**Exercise goal**
Could you reproduce the passage about the Friendship Donations Network word for word, from its first sentence to its last?

**Source passage**
┄┄┄┄┄┄┄┄┄┄

Friendship Donations Network (FDN) is an innovative and transformative program that saves nutritious food that would otherwise be wasted. It redirects food to people in need, keeping it out of the landfill. FDN’s donations of fresh, nutritious food include a wide assortment of local and exotic produce as well as organic products. This provides options to people who otherwise could not afford such a varied and healthy diet.
Many of FDN’s programs teach consumers how easy it is to cook foods, such as various squashes, that they may have previously not been exposed to. FDN strives to provide a healthy alternative to processed food, high in salt, sugar, fat and artificial ingredients, that is cheap and accessible for many people with limited incomes. While FDN is a food rescue and redistribution program that collects up to 600,000 pounds of mostly perishable food every year, it is also important to note that it is all about transforming how American communities deal with excess and day-old food that is usable and nutritious.

┄┄┄┄┄┄┄┄┄┄

(Recorded data)
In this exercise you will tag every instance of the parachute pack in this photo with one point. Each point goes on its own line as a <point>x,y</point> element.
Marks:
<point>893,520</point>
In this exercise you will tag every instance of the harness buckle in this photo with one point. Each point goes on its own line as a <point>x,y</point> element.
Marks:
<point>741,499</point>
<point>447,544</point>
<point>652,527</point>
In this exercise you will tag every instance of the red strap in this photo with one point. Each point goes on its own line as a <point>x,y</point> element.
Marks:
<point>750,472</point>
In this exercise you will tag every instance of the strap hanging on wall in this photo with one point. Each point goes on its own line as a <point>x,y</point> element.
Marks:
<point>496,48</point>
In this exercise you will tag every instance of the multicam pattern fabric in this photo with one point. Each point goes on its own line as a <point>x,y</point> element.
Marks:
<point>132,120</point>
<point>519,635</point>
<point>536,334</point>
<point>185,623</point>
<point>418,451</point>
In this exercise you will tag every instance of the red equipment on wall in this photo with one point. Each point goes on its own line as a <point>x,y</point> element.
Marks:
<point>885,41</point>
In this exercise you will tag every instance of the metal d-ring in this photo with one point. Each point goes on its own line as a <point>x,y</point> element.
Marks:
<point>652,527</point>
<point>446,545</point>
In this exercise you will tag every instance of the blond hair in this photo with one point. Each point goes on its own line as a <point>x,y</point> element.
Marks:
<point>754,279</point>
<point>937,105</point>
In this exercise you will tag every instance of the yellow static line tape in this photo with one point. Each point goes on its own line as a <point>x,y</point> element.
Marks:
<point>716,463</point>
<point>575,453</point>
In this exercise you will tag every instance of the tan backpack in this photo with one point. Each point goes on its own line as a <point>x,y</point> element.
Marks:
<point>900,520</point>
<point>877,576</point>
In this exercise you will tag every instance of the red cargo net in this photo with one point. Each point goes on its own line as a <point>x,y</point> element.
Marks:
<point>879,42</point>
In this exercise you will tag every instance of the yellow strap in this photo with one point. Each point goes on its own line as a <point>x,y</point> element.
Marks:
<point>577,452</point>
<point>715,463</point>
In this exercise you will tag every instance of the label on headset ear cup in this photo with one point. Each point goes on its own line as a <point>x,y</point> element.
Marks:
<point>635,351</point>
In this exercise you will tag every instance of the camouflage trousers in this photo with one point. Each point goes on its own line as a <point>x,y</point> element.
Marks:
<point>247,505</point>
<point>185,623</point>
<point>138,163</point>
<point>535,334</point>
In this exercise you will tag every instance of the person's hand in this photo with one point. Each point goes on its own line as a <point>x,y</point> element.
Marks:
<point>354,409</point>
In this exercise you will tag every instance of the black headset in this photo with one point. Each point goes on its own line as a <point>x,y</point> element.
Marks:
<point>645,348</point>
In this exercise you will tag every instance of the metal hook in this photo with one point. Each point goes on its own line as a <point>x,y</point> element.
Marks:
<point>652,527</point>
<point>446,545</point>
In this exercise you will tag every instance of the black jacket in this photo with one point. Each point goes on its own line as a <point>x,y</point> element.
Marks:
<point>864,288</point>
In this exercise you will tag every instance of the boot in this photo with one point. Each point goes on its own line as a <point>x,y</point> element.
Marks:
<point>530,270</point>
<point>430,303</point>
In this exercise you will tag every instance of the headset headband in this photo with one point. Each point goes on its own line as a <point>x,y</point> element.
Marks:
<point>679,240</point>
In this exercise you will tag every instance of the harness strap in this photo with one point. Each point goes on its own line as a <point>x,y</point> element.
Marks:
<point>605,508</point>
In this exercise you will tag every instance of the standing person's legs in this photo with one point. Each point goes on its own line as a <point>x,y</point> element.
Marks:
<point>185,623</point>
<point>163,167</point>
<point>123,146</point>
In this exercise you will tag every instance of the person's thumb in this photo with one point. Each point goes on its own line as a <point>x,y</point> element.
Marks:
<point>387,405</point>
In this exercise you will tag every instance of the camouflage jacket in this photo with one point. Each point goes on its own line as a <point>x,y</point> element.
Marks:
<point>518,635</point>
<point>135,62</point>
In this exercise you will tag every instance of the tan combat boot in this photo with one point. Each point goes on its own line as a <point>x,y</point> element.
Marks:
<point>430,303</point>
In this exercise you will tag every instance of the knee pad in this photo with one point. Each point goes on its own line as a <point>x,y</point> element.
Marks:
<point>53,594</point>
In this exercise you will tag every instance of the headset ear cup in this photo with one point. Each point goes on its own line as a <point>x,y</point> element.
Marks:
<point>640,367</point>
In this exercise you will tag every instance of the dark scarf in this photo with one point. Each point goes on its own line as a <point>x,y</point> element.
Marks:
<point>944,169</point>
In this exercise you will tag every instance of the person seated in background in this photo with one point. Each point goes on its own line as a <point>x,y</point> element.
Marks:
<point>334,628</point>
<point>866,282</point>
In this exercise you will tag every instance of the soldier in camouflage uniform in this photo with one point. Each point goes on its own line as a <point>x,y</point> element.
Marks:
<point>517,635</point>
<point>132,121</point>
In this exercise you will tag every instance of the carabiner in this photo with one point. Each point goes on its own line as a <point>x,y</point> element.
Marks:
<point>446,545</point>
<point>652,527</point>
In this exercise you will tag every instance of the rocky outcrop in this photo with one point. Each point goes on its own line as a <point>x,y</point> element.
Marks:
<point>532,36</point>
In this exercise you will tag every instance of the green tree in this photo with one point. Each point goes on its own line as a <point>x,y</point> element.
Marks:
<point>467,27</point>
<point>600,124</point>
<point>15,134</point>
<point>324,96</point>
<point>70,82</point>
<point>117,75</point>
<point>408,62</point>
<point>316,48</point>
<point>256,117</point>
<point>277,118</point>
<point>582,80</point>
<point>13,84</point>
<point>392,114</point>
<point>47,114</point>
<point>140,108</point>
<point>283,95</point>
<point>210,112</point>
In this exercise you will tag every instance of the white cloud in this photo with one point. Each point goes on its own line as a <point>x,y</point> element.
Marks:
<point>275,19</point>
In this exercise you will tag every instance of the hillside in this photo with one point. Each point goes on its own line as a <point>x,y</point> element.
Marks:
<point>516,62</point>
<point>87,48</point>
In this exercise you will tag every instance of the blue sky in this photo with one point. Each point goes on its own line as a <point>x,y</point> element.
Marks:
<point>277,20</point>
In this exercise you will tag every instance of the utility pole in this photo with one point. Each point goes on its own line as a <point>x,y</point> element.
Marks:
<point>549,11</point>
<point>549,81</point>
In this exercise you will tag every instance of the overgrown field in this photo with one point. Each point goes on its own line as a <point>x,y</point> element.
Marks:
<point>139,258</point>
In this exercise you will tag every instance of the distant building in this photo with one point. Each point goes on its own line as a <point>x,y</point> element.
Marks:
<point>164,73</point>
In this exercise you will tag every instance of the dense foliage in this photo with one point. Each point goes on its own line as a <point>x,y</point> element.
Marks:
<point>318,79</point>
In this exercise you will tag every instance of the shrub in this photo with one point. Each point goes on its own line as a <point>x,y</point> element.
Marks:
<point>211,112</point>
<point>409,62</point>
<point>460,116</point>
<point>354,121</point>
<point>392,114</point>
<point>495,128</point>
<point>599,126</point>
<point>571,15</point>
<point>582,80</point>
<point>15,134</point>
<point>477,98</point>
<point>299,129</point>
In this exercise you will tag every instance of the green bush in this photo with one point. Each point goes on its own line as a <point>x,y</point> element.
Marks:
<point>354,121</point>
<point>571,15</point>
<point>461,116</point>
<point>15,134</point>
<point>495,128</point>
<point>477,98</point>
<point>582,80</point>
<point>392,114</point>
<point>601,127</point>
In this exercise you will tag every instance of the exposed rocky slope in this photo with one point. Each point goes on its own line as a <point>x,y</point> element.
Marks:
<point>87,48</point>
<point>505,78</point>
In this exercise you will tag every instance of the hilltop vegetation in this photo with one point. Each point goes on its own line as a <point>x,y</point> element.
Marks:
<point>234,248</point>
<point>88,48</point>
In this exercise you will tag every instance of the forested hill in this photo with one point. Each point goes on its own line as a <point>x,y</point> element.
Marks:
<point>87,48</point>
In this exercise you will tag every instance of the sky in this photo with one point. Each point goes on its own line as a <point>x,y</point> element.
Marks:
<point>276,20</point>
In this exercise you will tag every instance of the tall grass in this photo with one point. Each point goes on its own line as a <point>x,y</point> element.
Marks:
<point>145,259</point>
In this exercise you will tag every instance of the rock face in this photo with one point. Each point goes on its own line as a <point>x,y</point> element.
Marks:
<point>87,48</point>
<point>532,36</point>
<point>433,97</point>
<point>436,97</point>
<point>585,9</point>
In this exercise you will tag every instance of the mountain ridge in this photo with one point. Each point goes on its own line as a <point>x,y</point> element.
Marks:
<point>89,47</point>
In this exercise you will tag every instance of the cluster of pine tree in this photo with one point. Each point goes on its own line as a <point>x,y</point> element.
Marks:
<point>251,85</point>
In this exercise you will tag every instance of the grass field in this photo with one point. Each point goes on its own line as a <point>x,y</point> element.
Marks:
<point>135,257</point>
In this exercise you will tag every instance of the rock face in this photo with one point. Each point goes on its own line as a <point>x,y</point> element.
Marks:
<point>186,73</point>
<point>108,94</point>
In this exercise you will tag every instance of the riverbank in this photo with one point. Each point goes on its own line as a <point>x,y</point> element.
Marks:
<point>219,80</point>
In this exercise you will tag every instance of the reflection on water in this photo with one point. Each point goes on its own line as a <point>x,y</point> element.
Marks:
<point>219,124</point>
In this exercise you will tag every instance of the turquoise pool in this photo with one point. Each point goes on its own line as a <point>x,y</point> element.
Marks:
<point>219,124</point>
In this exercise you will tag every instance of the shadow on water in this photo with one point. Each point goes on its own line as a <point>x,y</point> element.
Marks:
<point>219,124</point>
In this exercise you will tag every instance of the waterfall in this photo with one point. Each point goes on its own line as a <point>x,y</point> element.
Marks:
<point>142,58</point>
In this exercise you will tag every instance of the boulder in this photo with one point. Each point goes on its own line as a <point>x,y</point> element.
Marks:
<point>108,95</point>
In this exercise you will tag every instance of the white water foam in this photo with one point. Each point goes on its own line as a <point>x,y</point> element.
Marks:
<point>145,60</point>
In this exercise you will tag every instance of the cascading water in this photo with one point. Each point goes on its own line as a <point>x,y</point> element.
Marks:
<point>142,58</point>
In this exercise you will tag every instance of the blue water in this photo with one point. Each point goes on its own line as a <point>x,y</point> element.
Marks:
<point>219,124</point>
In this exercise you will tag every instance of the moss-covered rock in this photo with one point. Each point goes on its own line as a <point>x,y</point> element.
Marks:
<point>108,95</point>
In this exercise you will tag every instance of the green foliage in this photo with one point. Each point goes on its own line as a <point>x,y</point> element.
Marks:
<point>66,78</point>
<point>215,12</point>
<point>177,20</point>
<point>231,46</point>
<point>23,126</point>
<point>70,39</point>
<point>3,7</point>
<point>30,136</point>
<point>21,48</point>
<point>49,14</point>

┄┄┄┄┄┄┄┄┄┄

**Answer in full**
Friendship Donations Network (FDN) is an innovative and transformative program that saves nutritious food that would otherwise be wasted. It redirects food to people in need, keeping it out of the landfill. FDN’s donations of fresh, nutritious food include a wide assortment of local and exotic produce as well as organic products. This provides options to people who otherwise could not afford such a varied and healthy diet.
Many of FDN’s programs teach consumers how easy it is to cook foods, such as various squashes, that they may have previously not been exposed to. FDN strives to provide a healthy alternative to processed food, high in salt, sugar, fat and artificial ingredients, that is cheap and accessible for many people with limited incomes. While FDN is a food rescue and redistribution program that collects up to 600,000 pounds of mostly perishable food every year, it is also important to note that it is all about transforming how American communities deal with excess and day-old food that is usable and nutritious.